Records supplied:
-- BEGIN --

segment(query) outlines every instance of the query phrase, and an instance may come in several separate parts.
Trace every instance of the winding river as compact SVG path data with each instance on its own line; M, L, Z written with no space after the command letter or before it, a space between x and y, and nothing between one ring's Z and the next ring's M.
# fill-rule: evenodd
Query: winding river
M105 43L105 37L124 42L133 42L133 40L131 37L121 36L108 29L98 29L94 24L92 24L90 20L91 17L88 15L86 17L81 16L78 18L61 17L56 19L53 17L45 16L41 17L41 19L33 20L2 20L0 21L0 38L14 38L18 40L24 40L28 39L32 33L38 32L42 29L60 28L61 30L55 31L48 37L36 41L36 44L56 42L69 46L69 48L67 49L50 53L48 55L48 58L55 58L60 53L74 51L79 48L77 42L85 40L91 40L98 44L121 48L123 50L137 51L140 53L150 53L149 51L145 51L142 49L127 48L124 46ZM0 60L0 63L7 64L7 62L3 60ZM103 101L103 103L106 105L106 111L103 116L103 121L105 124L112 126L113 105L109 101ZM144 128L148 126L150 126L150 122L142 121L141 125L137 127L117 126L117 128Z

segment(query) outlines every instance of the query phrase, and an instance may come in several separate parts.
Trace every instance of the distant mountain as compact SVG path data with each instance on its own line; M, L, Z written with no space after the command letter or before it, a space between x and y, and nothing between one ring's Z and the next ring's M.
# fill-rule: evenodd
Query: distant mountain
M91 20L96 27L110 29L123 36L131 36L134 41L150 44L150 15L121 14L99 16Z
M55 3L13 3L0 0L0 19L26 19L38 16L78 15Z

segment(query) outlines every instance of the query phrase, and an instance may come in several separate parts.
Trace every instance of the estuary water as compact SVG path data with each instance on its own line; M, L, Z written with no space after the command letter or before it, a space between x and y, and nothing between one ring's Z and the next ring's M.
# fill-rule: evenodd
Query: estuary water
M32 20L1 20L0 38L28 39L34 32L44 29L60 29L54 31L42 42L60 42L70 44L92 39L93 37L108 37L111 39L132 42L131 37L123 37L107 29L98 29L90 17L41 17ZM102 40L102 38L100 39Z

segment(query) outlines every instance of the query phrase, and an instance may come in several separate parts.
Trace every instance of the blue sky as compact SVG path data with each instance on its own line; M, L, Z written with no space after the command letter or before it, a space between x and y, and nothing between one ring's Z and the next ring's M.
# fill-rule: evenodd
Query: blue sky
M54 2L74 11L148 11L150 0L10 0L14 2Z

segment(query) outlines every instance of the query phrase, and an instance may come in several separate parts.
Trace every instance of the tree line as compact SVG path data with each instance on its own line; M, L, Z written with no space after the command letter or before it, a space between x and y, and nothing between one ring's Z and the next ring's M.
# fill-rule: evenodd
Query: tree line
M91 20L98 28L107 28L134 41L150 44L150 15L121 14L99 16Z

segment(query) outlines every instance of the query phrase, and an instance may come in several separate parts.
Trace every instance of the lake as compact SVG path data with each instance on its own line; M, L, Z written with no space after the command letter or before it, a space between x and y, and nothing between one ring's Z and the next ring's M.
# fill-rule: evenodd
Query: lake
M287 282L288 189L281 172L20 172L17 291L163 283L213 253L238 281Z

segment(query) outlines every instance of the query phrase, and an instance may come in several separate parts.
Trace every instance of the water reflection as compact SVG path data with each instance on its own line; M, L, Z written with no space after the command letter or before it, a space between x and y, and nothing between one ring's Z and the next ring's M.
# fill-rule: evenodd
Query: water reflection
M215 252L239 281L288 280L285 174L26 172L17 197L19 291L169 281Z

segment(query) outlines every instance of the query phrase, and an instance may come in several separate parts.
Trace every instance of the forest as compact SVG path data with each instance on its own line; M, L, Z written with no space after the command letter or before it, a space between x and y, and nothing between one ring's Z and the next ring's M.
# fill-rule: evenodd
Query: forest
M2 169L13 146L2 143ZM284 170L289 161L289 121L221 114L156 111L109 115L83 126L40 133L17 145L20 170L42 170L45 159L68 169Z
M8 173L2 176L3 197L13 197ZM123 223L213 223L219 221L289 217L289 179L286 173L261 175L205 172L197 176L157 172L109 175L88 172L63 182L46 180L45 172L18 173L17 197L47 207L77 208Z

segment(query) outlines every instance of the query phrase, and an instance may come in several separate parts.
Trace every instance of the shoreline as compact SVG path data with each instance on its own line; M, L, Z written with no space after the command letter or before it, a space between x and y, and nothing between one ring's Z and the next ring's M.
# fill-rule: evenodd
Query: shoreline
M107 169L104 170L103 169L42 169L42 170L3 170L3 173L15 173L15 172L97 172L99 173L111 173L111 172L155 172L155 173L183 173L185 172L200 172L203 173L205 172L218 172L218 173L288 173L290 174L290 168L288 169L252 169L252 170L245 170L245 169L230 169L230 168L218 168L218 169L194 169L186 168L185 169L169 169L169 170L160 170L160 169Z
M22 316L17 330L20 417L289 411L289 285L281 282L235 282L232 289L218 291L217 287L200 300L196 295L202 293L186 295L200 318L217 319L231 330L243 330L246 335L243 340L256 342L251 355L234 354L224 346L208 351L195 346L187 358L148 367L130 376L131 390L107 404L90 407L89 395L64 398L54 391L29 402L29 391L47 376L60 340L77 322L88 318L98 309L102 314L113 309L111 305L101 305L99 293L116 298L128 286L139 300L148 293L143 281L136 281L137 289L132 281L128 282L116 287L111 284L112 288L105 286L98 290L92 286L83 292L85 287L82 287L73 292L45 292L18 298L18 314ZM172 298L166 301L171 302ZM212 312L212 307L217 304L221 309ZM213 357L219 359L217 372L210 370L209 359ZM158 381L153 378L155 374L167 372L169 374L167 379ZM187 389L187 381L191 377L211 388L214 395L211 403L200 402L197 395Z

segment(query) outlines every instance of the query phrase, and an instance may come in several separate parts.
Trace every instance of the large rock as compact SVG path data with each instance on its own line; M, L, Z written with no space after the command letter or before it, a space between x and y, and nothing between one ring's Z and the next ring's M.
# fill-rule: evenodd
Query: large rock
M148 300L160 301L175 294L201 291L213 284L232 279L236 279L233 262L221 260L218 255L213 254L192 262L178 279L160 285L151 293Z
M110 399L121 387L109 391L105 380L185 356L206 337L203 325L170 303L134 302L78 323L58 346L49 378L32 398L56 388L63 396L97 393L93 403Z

-- END --

Exercise requirements: Extract each line of the entries that contains the word "river".

Response to the exercise:
Trace every instance of the winding river as compact SVG path data with each instance on its own line; M, L, Z written with no space after the command letter or before it, a space between x and y, and nothing between one ring's Z and the next ring's M.
Query: winding river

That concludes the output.